--- Input records Enclosed Below ---

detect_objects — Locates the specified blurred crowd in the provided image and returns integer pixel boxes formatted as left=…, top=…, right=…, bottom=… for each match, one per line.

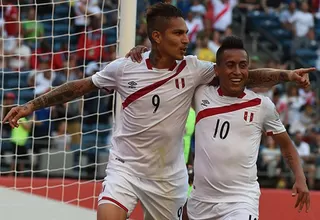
left=0, top=0, right=319, bottom=189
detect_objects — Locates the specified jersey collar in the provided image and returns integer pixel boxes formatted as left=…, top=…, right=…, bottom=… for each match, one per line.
left=217, top=87, right=246, bottom=98
left=145, top=58, right=177, bottom=71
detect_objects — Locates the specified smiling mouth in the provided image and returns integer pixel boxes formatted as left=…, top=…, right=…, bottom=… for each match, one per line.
left=230, top=79, right=242, bottom=84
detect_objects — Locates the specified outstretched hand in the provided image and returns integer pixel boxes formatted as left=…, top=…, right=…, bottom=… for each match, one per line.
left=292, top=179, right=310, bottom=213
left=289, top=67, right=315, bottom=88
left=3, top=104, right=34, bottom=128
left=125, top=46, right=149, bottom=63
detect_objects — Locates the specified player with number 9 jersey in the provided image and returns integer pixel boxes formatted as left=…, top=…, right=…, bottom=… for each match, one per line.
left=92, top=51, right=214, bottom=218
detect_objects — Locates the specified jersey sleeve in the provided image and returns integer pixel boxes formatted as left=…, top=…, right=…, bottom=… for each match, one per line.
left=91, top=58, right=126, bottom=91
left=262, top=97, right=286, bottom=136
left=187, top=56, right=215, bottom=86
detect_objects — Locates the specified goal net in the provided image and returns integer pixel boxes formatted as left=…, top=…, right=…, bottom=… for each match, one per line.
left=0, top=0, right=136, bottom=217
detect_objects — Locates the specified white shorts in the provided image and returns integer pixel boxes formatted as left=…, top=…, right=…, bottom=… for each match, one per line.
left=187, top=198, right=259, bottom=220
left=98, top=169, right=188, bottom=220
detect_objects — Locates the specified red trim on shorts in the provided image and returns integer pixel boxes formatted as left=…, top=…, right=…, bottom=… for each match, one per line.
left=122, top=60, right=186, bottom=109
left=196, top=98, right=261, bottom=124
left=99, top=196, right=129, bottom=213
left=266, top=131, right=274, bottom=136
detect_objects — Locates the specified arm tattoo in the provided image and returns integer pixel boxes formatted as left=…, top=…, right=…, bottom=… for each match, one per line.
left=247, top=69, right=290, bottom=88
left=283, top=152, right=295, bottom=169
left=27, top=78, right=97, bottom=111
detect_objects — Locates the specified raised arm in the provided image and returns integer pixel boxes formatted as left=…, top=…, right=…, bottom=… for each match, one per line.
left=272, top=132, right=310, bottom=213
left=246, top=68, right=315, bottom=88
left=3, top=77, right=98, bottom=128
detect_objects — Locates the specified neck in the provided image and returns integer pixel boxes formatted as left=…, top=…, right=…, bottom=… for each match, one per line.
left=220, top=85, right=244, bottom=98
left=149, top=47, right=176, bottom=69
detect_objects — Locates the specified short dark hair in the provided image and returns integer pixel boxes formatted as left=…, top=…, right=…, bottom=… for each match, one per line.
left=216, top=35, right=249, bottom=65
left=146, top=3, right=183, bottom=43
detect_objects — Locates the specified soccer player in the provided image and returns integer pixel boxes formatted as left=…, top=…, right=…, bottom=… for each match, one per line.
left=187, top=36, right=310, bottom=220
left=3, top=3, right=312, bottom=220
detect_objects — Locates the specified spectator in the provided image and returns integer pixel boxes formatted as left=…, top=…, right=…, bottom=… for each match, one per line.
left=208, top=30, right=221, bottom=54
left=260, top=136, right=281, bottom=178
left=211, top=0, right=238, bottom=33
left=196, top=36, right=216, bottom=62
left=51, top=121, right=72, bottom=151
left=73, top=0, right=102, bottom=34
left=283, top=84, right=305, bottom=134
left=185, top=11, right=204, bottom=45
left=190, top=0, right=206, bottom=18
left=10, top=116, right=32, bottom=176
left=299, top=86, right=316, bottom=105
left=28, top=61, right=56, bottom=96
left=237, top=0, right=261, bottom=12
left=289, top=1, right=317, bottom=55
left=21, top=6, right=44, bottom=48
left=273, top=88, right=289, bottom=127
left=3, top=0, right=19, bottom=37
left=76, top=16, right=107, bottom=66
left=279, top=0, right=297, bottom=31
left=30, top=40, right=63, bottom=71
left=6, top=33, right=32, bottom=71
left=261, top=0, right=283, bottom=15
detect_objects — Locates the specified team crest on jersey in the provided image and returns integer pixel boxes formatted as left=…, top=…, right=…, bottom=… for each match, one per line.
left=175, top=78, right=185, bottom=89
left=244, top=111, right=255, bottom=122
left=128, top=81, right=137, bottom=89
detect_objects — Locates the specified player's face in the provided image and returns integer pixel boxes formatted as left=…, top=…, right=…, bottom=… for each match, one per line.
left=158, top=17, right=189, bottom=60
left=214, top=49, right=249, bottom=97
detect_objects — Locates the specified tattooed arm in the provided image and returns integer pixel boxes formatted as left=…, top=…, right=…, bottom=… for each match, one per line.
left=28, top=77, right=97, bottom=111
left=273, top=132, right=305, bottom=180
left=272, top=132, right=310, bottom=212
left=3, top=77, right=98, bottom=128
left=247, top=67, right=313, bottom=88
left=247, top=68, right=290, bottom=88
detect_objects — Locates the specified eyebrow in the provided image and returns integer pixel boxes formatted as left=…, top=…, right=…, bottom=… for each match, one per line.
left=172, top=29, right=188, bottom=33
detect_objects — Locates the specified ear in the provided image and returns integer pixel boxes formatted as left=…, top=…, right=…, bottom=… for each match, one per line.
left=151, top=30, right=162, bottom=44
left=214, top=64, right=219, bottom=76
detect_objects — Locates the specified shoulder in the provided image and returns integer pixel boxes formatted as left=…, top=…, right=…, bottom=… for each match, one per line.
left=195, top=84, right=211, bottom=95
left=184, top=55, right=215, bottom=69
left=244, top=89, right=274, bottom=108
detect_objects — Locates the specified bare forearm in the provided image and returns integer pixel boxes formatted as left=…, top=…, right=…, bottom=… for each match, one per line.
left=247, top=68, right=290, bottom=88
left=26, top=77, right=97, bottom=111
left=281, top=146, right=306, bottom=180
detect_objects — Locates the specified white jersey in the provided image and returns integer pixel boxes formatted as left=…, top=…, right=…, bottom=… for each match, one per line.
left=191, top=85, right=286, bottom=204
left=92, top=52, right=214, bottom=180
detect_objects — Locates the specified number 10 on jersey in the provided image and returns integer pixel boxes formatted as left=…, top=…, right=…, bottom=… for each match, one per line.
left=213, top=119, right=230, bottom=139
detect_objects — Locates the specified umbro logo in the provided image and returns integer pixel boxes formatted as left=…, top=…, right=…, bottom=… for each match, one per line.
left=201, top=100, right=210, bottom=107
left=128, top=81, right=137, bottom=89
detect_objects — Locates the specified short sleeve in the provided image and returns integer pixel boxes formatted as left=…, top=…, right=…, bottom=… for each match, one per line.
left=91, top=58, right=125, bottom=91
left=262, top=97, right=286, bottom=136
left=188, top=56, right=215, bottom=86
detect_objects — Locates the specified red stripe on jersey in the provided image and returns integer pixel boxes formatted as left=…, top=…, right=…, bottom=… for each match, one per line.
left=196, top=98, right=261, bottom=124
left=175, top=79, right=179, bottom=89
left=122, top=60, right=187, bottom=109
left=99, top=196, right=129, bottom=212
left=181, top=78, right=185, bottom=88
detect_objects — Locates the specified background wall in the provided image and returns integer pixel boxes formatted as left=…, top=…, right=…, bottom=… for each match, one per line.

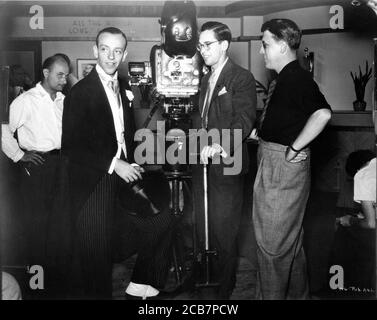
left=263, top=5, right=375, bottom=111
left=5, top=4, right=377, bottom=114
left=301, top=33, right=374, bottom=110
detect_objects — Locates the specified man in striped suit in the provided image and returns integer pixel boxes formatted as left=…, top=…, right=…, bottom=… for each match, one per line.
left=62, top=27, right=143, bottom=299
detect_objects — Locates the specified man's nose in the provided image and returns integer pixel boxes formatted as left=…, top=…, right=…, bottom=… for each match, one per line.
left=108, top=50, right=115, bottom=59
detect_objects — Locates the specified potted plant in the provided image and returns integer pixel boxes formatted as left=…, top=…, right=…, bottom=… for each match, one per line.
left=350, top=60, right=372, bottom=111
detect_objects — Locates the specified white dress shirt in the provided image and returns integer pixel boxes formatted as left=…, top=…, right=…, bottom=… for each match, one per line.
left=1, top=82, right=64, bottom=162
left=201, top=57, right=229, bottom=121
left=95, top=64, right=127, bottom=174
left=354, top=158, right=376, bottom=203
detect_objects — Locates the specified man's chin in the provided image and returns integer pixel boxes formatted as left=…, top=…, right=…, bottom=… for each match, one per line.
left=265, top=64, right=273, bottom=70
left=103, top=66, right=118, bottom=75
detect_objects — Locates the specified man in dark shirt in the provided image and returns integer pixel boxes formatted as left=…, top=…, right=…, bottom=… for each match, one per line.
left=252, top=19, right=332, bottom=299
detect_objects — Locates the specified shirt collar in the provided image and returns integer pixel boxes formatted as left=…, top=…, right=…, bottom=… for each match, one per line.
left=211, top=57, right=229, bottom=79
left=279, top=59, right=300, bottom=77
left=96, top=64, right=118, bottom=83
left=36, top=82, right=64, bottom=101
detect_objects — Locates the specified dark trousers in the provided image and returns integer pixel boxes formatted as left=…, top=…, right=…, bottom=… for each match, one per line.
left=19, top=154, right=69, bottom=297
left=72, top=174, right=117, bottom=300
left=192, top=164, right=244, bottom=299
left=114, top=205, right=176, bottom=289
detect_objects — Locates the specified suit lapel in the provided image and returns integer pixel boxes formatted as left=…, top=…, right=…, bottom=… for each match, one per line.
left=199, top=73, right=210, bottom=114
left=88, top=69, right=117, bottom=140
left=119, top=78, right=131, bottom=127
left=209, top=59, right=232, bottom=107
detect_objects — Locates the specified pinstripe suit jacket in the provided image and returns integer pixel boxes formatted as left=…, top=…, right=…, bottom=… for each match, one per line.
left=62, top=68, right=136, bottom=216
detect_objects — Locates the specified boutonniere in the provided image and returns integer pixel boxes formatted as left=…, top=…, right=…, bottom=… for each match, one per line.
left=125, top=89, right=134, bottom=101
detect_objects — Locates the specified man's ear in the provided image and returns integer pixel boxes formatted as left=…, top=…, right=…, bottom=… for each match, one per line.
left=93, top=45, right=99, bottom=59
left=221, top=40, right=229, bottom=52
left=280, top=41, right=288, bottom=54
left=121, top=50, right=128, bottom=62
left=42, top=68, right=49, bottom=80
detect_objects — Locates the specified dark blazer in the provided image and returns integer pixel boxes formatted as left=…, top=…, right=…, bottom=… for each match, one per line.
left=62, top=68, right=136, bottom=215
left=198, top=58, right=257, bottom=175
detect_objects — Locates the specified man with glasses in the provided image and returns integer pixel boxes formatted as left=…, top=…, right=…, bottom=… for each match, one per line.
left=192, top=21, right=256, bottom=299
left=62, top=27, right=144, bottom=299
left=1, top=55, right=70, bottom=298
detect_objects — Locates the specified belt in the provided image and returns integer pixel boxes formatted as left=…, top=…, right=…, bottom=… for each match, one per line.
left=36, top=149, right=61, bottom=156
left=40, top=149, right=60, bottom=156
left=21, top=148, right=61, bottom=156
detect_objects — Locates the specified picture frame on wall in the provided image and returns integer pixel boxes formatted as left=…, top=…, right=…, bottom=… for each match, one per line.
left=0, top=66, right=10, bottom=124
left=0, top=40, right=41, bottom=123
left=77, top=59, right=97, bottom=80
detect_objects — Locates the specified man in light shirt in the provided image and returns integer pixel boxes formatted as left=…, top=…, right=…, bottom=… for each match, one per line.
left=338, top=149, right=376, bottom=229
left=1, top=55, right=69, bottom=296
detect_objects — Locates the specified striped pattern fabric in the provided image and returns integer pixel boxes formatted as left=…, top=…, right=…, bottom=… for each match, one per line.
left=74, top=173, right=117, bottom=299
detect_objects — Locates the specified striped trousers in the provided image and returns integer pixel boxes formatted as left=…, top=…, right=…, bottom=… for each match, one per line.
left=72, top=173, right=117, bottom=299
left=114, top=205, right=176, bottom=289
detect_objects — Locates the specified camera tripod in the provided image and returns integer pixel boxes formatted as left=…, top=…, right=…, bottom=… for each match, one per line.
left=164, top=169, right=193, bottom=287
left=164, top=163, right=219, bottom=291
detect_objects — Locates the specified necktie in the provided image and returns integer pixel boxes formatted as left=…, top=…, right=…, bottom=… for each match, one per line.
left=258, top=79, right=277, bottom=131
left=108, top=79, right=121, bottom=107
left=108, top=78, right=126, bottom=154
left=201, top=74, right=215, bottom=129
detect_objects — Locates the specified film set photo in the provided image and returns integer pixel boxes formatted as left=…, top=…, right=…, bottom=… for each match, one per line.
left=0, top=0, right=376, bottom=306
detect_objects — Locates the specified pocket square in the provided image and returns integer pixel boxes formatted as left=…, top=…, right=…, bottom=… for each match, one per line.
left=218, top=87, right=228, bottom=96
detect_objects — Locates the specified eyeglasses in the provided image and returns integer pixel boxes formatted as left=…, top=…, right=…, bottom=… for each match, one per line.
left=56, top=73, right=70, bottom=81
left=196, top=40, right=220, bottom=51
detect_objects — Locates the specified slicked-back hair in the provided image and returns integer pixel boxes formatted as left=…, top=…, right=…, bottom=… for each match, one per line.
left=200, top=21, right=232, bottom=46
left=95, top=27, right=128, bottom=49
left=54, top=53, right=72, bottom=72
left=42, top=55, right=69, bottom=71
left=261, top=19, right=302, bottom=50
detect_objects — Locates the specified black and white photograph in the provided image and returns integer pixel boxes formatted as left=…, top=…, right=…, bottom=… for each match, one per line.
left=0, top=0, right=376, bottom=308
left=76, top=59, right=97, bottom=80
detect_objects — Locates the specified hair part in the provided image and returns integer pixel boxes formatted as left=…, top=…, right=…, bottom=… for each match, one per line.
left=42, top=55, right=69, bottom=72
left=200, top=21, right=232, bottom=47
left=345, top=149, right=375, bottom=177
left=95, top=27, right=128, bottom=49
left=261, top=18, right=302, bottom=50
left=53, top=53, right=72, bottom=72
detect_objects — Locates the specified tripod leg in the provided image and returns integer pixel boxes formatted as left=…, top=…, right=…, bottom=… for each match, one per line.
left=171, top=240, right=182, bottom=285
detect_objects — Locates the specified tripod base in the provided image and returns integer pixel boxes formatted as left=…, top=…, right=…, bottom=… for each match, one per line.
left=192, top=248, right=219, bottom=288
left=195, top=282, right=219, bottom=288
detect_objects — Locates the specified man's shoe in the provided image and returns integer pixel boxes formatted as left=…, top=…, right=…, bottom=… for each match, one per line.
left=148, top=289, right=181, bottom=300
left=125, top=289, right=181, bottom=300
left=125, top=293, right=145, bottom=300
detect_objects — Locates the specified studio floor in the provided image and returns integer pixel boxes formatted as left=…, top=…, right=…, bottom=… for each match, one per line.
left=112, top=256, right=257, bottom=300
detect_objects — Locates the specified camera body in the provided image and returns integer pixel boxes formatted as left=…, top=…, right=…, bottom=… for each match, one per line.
left=154, top=49, right=200, bottom=98
left=128, top=61, right=152, bottom=86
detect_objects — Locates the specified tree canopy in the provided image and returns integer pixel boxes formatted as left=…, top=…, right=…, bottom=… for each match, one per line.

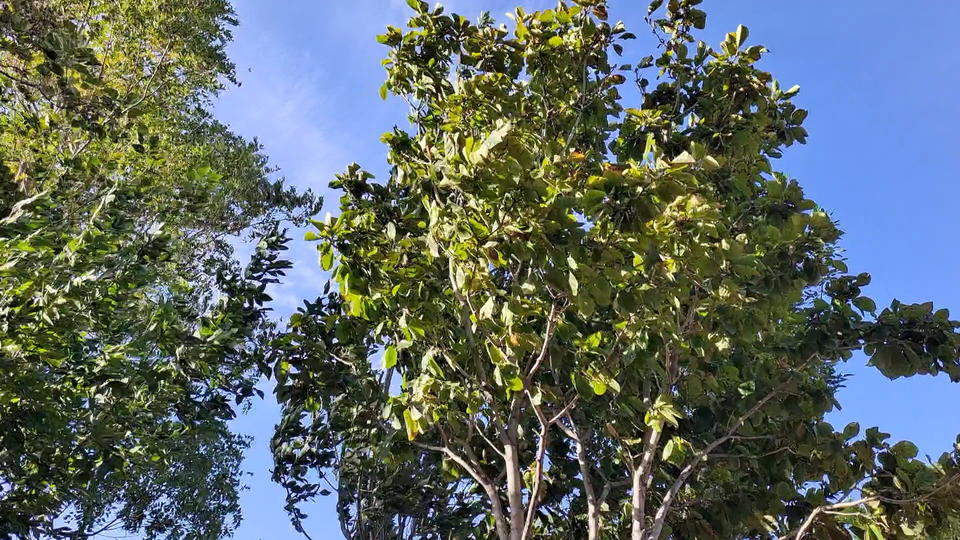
left=271, top=1, right=960, bottom=539
left=2, top=0, right=958, bottom=539
left=0, top=0, right=317, bottom=537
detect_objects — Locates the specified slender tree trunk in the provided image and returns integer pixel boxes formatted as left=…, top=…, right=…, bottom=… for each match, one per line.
left=567, top=422, right=600, bottom=540
left=419, top=441, right=512, bottom=540
left=586, top=491, right=600, bottom=539
left=488, top=487, right=513, bottom=540
left=631, top=427, right=663, bottom=540
left=584, top=476, right=600, bottom=538
left=633, top=347, right=680, bottom=540
left=631, top=465, right=645, bottom=540
left=504, top=438, right=525, bottom=540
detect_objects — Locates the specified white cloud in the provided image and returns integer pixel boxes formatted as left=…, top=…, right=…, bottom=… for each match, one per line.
left=216, top=31, right=345, bottom=195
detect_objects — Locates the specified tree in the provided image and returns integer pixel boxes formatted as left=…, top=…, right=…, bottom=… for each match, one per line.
left=0, top=0, right=318, bottom=536
left=273, top=0, right=960, bottom=539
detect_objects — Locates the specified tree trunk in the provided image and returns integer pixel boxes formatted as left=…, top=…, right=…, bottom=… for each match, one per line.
left=586, top=488, right=600, bottom=540
left=632, top=427, right=663, bottom=540
left=504, top=439, right=525, bottom=540
left=569, top=424, right=600, bottom=540
left=631, top=466, right=645, bottom=540
left=489, top=491, right=513, bottom=540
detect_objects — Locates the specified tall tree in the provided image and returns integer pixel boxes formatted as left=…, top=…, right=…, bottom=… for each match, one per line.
left=274, top=0, right=960, bottom=539
left=0, top=0, right=318, bottom=537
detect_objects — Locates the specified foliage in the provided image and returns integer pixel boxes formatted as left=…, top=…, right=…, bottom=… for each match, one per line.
left=270, top=293, right=484, bottom=539
left=274, top=0, right=960, bottom=539
left=0, top=0, right=318, bottom=536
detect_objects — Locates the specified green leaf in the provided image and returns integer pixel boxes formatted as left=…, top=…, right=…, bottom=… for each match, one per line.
left=472, top=121, right=511, bottom=162
left=583, top=189, right=606, bottom=208
left=661, top=436, right=687, bottom=465
left=662, top=438, right=676, bottom=462
left=568, top=272, right=579, bottom=296
left=690, top=9, right=707, bottom=29
left=383, top=345, right=398, bottom=369
left=479, top=296, right=498, bottom=319
left=547, top=36, right=564, bottom=48
left=569, top=373, right=588, bottom=396
left=590, top=378, right=607, bottom=395
left=891, top=441, right=918, bottom=460
left=422, top=351, right=443, bottom=377
left=671, top=151, right=696, bottom=165
left=487, top=342, right=507, bottom=365
left=403, top=409, right=419, bottom=441
left=645, top=396, right=681, bottom=432
left=735, top=25, right=749, bottom=48
left=319, top=243, right=334, bottom=271
left=853, top=296, right=876, bottom=313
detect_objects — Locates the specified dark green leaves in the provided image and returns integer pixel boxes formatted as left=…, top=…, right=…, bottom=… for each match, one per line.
left=690, top=9, right=707, bottom=29
left=0, top=1, right=317, bottom=536
left=376, top=25, right=403, bottom=46
left=843, top=422, right=861, bottom=440
left=891, top=440, right=919, bottom=460
left=471, top=121, right=512, bottom=163
left=854, top=296, right=877, bottom=313
left=661, top=436, right=690, bottom=465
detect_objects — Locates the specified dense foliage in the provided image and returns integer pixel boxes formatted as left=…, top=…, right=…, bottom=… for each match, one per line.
left=272, top=1, right=960, bottom=539
left=3, top=0, right=958, bottom=538
left=0, top=0, right=317, bottom=537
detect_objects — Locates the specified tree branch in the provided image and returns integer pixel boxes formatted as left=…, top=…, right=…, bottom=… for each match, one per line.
left=412, top=440, right=511, bottom=540
left=524, top=302, right=562, bottom=383
left=558, top=413, right=602, bottom=540
left=782, top=472, right=960, bottom=539
left=644, top=355, right=817, bottom=540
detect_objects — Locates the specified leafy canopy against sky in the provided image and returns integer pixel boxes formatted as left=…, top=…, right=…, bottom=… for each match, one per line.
left=212, top=1, right=950, bottom=540
left=3, top=0, right=955, bottom=538
left=210, top=0, right=960, bottom=538
left=0, top=0, right=316, bottom=536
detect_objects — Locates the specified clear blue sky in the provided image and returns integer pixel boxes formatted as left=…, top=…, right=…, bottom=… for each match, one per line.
left=213, top=1, right=960, bottom=538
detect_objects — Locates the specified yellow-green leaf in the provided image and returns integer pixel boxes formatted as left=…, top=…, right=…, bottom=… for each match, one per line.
left=383, top=345, right=398, bottom=369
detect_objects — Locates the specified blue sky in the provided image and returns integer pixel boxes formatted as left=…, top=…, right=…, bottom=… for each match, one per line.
left=214, top=1, right=960, bottom=538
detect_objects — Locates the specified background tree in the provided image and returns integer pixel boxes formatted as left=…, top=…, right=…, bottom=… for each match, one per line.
left=0, top=0, right=318, bottom=537
left=274, top=1, right=960, bottom=538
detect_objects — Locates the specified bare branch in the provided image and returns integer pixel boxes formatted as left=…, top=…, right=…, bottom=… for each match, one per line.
left=558, top=413, right=602, bottom=540
left=549, top=397, right=579, bottom=425
left=411, top=440, right=511, bottom=540
left=524, top=302, right=562, bottom=383
left=471, top=418, right=506, bottom=459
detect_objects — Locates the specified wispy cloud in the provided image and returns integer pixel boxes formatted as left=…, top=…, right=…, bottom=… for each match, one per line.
left=217, top=32, right=345, bottom=194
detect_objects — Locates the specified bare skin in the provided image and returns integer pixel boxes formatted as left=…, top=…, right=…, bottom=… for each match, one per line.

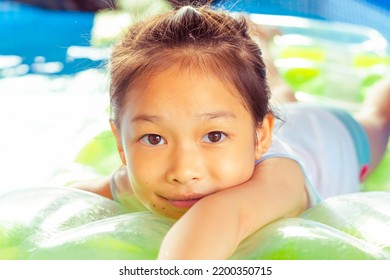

--- End of Enclosed Input records ---

• What you are asked to do:
All that is wanted is the lines from the one holding "detect_objects — Locates the specified clear" through the end of the material, duplicated exactly, with no pictures.

• Task output:
detect_objects — Locates the specified clear blue sky in the provided image and returns integer pixel boxes formatted as left=…, top=…, right=…, bottom=… for each match, one per line.
left=213, top=1, right=960, bottom=538
detect_objects — Locates the specified yellow-green leaf in the provided image and returns integer pixel boxes formatted as left=…, top=…, right=…, bottom=… for each match, one per line.
left=383, top=345, right=398, bottom=369
detect_objects — Locates the specified blue sky in the provided image and returns integer pixel boxes formatted as left=…, top=…, right=…, bottom=… for each match, one per line.
left=214, top=1, right=960, bottom=538
detect_objects — Locates the specified background tree in the provided image and returns integer pixel boxes formatted as left=…, top=…, right=…, bottom=… for each match, one per line.
left=0, top=0, right=318, bottom=537
left=274, top=1, right=960, bottom=538
detect_objects — Locates the specified bare branch in the provided image and returns integer pixel boxes formatted as left=…, top=…, right=…, bottom=… for each match, one per line.
left=558, top=413, right=602, bottom=540
left=549, top=397, right=579, bottom=425
left=411, top=440, right=511, bottom=540
left=524, top=302, right=562, bottom=383
left=471, top=418, right=506, bottom=459
detect_objects — Locates the specified wispy cloud in the provided image and returns integer pixel boxes formatted as left=…, top=…, right=…, bottom=… for each match, one per line.
left=217, top=32, right=345, bottom=194
detect_objects — Locates the specified bare skin in the provided image and returns integer pixel boxes formatted as left=…, top=…, right=…, bottom=… for each match, one per line.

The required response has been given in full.